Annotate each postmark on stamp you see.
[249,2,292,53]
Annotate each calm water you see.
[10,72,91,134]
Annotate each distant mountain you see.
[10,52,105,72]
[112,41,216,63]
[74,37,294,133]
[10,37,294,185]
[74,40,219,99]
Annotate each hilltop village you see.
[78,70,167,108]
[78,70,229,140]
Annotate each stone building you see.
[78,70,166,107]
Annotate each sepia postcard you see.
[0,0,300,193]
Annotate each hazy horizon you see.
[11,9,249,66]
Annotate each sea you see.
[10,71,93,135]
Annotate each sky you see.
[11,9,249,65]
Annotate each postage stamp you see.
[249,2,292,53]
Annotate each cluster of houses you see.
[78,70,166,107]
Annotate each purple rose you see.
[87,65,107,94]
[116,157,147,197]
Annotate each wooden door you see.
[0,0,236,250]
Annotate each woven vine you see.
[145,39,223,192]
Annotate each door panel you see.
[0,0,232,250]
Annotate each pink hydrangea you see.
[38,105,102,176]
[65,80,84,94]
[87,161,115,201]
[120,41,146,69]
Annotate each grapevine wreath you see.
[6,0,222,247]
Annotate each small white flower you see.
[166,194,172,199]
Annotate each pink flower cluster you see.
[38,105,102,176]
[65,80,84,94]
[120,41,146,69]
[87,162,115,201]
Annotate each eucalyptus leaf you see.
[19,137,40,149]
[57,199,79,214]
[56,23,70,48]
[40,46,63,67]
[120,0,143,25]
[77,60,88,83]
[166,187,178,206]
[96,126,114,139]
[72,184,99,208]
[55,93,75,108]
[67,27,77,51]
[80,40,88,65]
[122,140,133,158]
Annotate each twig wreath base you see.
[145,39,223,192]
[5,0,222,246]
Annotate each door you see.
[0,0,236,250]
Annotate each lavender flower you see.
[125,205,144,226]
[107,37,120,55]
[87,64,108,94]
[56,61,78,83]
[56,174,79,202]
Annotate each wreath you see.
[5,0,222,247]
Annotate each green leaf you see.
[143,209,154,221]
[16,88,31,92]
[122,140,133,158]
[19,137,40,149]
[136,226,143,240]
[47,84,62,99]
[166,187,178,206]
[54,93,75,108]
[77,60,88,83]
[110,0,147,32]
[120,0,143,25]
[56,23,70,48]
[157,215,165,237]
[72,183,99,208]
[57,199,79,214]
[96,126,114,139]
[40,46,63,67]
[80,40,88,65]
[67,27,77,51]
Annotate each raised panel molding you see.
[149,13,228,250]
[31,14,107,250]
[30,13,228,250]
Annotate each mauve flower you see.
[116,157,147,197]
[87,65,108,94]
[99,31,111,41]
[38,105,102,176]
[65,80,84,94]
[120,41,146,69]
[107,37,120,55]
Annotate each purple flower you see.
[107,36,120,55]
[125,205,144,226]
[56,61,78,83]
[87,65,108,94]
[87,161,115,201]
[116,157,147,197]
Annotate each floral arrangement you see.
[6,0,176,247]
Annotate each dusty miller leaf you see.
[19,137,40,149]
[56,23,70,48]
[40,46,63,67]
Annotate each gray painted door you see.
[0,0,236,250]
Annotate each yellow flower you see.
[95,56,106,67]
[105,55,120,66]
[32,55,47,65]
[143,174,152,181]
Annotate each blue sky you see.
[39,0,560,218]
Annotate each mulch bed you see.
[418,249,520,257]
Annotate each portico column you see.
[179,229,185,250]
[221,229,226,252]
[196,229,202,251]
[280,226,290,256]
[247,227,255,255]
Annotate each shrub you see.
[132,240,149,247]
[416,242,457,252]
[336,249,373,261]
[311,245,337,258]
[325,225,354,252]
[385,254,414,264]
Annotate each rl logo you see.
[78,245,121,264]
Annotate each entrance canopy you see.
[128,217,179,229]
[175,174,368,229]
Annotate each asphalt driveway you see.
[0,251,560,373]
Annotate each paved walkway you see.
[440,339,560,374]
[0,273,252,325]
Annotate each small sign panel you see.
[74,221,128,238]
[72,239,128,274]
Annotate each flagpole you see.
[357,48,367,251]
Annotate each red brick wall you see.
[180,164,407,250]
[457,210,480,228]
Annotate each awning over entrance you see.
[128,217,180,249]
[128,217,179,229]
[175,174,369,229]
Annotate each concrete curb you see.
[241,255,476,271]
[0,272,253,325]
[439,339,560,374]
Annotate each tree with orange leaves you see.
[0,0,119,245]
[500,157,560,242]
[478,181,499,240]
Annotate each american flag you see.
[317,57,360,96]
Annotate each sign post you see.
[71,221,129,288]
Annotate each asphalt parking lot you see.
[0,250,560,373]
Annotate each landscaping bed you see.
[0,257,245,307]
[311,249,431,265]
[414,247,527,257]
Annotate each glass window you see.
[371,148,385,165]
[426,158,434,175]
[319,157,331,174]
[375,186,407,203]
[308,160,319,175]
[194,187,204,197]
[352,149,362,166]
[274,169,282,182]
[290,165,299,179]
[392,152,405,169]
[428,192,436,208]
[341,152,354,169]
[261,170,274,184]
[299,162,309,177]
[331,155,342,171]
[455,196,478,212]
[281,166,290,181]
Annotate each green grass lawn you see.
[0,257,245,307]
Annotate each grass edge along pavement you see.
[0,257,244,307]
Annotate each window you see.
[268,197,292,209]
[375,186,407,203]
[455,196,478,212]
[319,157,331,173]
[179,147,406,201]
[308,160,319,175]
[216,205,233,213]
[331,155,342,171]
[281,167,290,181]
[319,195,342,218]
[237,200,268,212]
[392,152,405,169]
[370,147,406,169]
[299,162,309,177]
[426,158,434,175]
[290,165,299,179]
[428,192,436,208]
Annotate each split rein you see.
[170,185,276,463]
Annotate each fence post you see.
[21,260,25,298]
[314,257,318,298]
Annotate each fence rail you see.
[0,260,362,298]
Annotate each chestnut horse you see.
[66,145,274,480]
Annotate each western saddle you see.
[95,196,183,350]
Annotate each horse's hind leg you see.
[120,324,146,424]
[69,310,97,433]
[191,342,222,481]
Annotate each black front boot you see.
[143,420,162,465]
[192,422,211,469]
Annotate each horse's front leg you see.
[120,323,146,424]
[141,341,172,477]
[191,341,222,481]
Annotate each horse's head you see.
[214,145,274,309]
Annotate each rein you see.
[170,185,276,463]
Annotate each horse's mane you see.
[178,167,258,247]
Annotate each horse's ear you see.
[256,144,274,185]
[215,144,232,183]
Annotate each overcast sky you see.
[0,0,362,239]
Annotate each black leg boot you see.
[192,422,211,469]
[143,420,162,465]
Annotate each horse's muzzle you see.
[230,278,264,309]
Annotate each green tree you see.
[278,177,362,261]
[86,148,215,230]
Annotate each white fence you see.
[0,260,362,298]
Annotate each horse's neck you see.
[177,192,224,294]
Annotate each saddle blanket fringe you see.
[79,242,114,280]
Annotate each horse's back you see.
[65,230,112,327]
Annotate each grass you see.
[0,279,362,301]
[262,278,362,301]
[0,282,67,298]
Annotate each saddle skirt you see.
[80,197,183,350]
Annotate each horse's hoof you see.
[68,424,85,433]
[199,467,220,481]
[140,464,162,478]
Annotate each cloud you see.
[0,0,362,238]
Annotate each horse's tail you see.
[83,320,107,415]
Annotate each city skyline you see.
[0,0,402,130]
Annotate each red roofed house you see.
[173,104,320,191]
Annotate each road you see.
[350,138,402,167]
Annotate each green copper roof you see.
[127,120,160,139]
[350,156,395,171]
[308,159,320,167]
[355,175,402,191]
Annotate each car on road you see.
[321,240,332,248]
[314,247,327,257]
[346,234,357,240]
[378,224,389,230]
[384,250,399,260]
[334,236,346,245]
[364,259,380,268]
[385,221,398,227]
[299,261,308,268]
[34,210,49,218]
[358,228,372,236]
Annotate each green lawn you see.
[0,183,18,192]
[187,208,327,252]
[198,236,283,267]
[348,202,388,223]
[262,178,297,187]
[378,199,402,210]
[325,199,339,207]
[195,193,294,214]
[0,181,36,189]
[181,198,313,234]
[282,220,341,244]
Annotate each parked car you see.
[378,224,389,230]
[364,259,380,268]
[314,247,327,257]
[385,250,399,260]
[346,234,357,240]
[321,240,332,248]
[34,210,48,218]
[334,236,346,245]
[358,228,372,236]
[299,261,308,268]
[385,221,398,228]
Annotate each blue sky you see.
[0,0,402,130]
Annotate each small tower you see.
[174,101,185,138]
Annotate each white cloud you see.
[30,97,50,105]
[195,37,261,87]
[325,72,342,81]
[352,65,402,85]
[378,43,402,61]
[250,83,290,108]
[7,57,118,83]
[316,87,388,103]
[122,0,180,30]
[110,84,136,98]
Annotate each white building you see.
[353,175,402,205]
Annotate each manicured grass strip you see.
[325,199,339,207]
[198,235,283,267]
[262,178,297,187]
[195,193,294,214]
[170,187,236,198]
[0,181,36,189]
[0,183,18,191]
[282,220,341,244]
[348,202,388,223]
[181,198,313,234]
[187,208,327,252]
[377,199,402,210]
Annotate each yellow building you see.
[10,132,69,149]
--*--
Pick out each line of the listing above that contains the word "black", matching case exactly, and copy those lines in full.

[Output for this exercise]:
Annotate each black front boot you see.
Annotate each black leg boot you see.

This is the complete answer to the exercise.